(TO BE DONE) Starting at the line in the listing that contains "Annotation task: put one keypoint on every instance of the sun" and ending at the last line of the listing, swap "sculpture" for "statue" and write those lines out again, changing nothing else.

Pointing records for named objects
____

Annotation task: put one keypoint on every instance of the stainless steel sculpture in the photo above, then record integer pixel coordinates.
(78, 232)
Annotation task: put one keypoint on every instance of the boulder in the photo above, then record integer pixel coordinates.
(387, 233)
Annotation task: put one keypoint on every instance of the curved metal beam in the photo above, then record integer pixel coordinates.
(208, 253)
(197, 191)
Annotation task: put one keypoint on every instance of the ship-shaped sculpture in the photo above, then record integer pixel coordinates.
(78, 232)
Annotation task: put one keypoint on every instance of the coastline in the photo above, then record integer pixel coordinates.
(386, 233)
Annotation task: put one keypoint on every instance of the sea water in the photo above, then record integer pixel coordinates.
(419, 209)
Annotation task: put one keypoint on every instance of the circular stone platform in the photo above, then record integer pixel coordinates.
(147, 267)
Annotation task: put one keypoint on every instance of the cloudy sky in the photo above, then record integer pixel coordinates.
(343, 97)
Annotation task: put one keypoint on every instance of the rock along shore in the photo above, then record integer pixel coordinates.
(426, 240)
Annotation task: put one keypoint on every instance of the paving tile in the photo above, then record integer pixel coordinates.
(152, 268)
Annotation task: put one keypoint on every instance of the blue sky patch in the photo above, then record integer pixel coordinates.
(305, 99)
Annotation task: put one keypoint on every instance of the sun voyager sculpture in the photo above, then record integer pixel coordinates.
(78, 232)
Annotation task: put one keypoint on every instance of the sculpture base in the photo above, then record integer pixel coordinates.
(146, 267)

____

(ANSWER TO THIS PROBLEM)
Annotation task: put one keypoint on every instance of the sun voyager statue in the photo above, then record integer pixel coordinates.
(78, 232)
Annotation task: put one keypoint on every instance of the statue base in the photo above, then record integer pixel coordinates.
(146, 267)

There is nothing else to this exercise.